Task statement -
Which lines in the records below contain the string "beach"? Gather every one of them, treating uppercase and lowercase as different.

Records from a data collection
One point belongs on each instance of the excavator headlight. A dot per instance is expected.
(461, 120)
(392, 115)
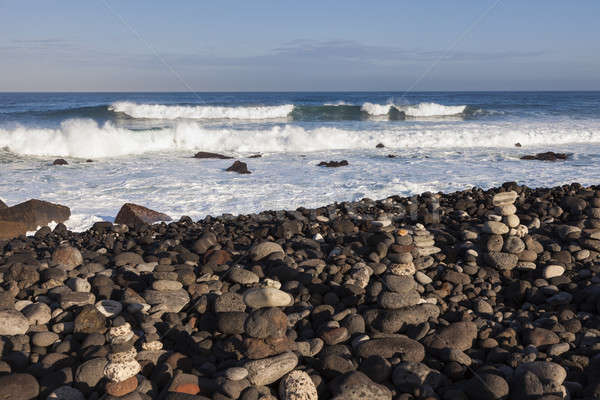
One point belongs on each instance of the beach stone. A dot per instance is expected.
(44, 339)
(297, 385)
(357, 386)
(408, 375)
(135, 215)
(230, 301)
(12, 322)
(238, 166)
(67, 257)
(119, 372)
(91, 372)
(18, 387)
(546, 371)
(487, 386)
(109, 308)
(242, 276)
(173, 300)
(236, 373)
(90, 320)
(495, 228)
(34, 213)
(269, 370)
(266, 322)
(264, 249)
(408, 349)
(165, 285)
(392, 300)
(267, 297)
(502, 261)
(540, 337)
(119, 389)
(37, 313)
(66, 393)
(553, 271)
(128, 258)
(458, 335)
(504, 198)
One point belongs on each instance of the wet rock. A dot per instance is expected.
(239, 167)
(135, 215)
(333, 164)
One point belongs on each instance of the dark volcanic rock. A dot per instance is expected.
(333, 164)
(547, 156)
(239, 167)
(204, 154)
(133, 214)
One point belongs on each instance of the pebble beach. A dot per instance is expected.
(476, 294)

==

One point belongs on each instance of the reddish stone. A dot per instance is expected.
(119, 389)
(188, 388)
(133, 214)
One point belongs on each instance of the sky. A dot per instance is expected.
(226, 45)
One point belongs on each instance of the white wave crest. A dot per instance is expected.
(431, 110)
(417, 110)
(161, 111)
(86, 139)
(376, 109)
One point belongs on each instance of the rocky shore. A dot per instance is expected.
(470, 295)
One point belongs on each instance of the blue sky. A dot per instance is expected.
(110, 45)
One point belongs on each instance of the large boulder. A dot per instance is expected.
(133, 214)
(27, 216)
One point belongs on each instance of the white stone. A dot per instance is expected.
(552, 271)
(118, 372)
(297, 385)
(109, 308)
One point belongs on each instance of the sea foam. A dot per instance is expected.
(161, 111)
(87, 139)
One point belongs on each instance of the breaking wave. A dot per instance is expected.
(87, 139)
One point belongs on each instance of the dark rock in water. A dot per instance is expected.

Full output -
One point belongs on each instance of the beach stone. A dot per instance is expected.
One point belongs on each instance of the pebble beach. A dot per instance is expected.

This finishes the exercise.